Direction:
The required output is the line containing "the child's sneaker." through the final line of the material below, printed exactly, with no other lines.
· · · · · · ·
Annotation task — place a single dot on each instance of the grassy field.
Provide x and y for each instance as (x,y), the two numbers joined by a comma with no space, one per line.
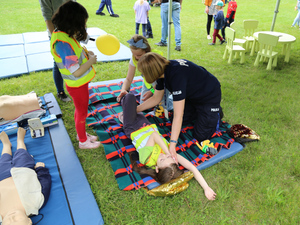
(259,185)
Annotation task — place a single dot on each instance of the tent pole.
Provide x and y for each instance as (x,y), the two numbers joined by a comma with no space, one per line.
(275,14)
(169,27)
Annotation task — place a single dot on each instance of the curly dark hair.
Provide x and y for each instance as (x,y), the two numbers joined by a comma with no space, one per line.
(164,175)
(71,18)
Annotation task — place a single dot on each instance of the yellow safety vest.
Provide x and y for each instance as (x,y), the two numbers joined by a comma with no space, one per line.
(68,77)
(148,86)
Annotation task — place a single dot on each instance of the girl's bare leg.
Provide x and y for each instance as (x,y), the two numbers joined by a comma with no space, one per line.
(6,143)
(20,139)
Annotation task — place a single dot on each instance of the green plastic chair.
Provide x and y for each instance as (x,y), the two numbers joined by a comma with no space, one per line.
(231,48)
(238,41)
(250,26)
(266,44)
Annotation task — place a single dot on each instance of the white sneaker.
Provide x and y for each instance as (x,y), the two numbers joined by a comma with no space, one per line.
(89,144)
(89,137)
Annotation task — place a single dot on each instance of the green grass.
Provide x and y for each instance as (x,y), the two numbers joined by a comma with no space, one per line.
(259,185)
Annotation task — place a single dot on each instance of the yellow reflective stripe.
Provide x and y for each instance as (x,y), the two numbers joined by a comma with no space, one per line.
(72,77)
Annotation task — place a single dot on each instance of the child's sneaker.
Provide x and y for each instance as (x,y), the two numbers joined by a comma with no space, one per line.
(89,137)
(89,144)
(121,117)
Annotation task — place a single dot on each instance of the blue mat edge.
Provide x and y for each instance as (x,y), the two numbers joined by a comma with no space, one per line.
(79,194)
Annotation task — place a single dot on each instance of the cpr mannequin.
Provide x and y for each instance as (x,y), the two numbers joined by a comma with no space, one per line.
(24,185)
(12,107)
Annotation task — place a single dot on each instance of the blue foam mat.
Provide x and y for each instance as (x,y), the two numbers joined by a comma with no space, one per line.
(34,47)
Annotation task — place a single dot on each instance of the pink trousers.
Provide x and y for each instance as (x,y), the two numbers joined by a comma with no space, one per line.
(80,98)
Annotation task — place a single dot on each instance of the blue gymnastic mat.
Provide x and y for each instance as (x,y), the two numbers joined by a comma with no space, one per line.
· · · · · · ·
Task output:
Annotation task — place a single dot on each instance of the child's sneaker.
Provide x and y for each instance as (x,y), the two numbers joined by a comma with no space, one per line.
(89,137)
(89,144)
(121,117)
Annotation task — place a single dot on each instance of the blue mat edge.
Provide x and y for each instance as (x,y), the two numbers joined by a comma with no space, one per line.
(79,194)
Annotation task — place a single dot on each instance of the cpr mannequin.
Provide x and y for each instance as (x,y), the two numbers joined by a comma with no space, one per line.
(24,185)
(12,107)
Annotation task — place a single dot on each instance of the blue foam mat.
Provide x and y for each instance as (x,y), the two numbers joined by a comma with no space, one per line.
(34,47)
Annotation task — place a single dot on each instance of the pink trousers.
Provide x and y for each instance as (x,y), the two numbers joined by a comma with no space, one per line.
(80,98)
Annotation task — place a single dot on each instance of the blue gymnastic mat.
Provide x and y for each instance as (x,y), the two numbers joined by a comma with no space, one per line.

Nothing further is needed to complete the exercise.